■ **LISTED ENTRIES**:
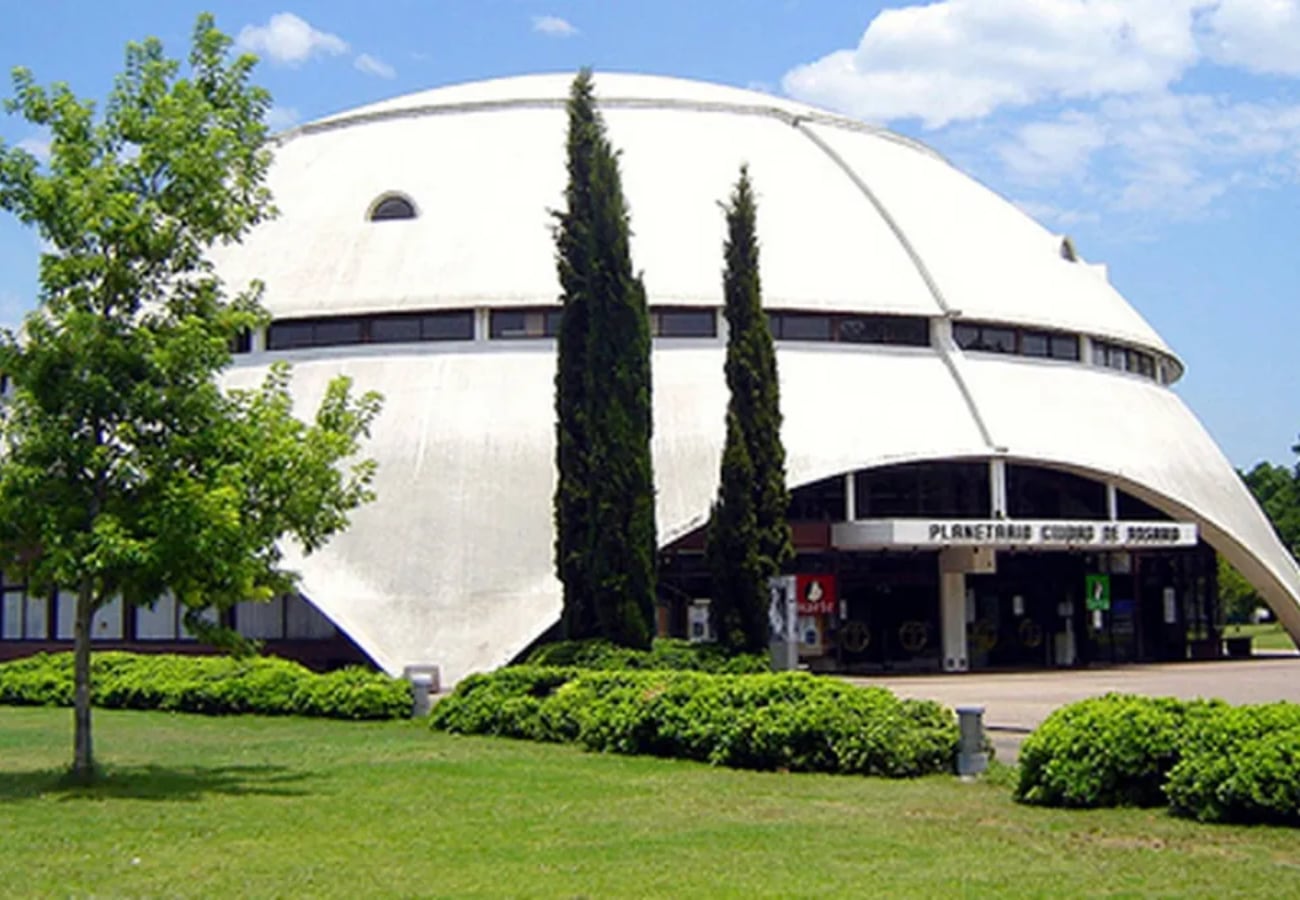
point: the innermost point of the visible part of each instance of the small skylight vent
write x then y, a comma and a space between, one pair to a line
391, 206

...

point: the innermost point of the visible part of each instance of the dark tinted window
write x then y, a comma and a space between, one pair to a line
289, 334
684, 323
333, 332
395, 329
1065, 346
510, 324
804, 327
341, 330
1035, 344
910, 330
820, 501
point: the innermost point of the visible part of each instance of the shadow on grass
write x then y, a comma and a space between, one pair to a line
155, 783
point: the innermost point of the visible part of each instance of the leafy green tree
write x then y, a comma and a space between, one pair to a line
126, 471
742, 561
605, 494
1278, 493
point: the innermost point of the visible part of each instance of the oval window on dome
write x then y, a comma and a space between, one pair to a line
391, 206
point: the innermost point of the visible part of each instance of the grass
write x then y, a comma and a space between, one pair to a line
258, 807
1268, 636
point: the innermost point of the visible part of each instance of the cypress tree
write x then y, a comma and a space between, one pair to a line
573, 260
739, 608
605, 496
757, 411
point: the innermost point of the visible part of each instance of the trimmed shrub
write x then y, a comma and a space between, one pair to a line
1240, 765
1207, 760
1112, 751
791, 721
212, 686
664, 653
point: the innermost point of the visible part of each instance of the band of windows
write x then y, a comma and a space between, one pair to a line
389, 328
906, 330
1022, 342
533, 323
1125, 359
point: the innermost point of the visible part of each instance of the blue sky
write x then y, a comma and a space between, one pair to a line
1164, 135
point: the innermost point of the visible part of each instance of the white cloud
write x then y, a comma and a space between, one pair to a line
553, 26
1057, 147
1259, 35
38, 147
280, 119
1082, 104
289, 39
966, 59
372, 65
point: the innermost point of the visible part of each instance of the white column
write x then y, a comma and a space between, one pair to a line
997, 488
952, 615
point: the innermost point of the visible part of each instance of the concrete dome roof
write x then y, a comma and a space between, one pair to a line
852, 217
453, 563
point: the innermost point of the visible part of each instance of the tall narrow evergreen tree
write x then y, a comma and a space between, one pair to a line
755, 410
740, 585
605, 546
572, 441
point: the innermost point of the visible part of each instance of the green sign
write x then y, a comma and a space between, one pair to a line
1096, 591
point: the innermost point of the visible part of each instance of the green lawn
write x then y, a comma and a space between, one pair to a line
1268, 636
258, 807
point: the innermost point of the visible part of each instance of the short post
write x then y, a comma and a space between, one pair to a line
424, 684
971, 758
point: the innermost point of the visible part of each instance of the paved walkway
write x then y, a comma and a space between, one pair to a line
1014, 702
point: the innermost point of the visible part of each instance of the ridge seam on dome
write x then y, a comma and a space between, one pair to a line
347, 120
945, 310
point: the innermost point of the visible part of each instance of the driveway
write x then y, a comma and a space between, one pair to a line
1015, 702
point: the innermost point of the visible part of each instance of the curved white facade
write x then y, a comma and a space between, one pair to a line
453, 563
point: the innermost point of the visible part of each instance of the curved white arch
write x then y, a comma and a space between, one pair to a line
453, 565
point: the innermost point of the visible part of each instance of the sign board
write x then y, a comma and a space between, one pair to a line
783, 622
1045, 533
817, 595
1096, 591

■ **STATED PROBLEM**:
Gather every line above that contains the word "dome" and copy each one in full. Uppercase and lowercase letters count as different.

■ **EXERCISE RESULT**:
point: the innermost point of the visible part of each instance of the oval window on dome
point: the innermost point of the visible part of each instance of the concrete dome roof
point: the innermost point of the visible part of each instance of the ridge seam on dome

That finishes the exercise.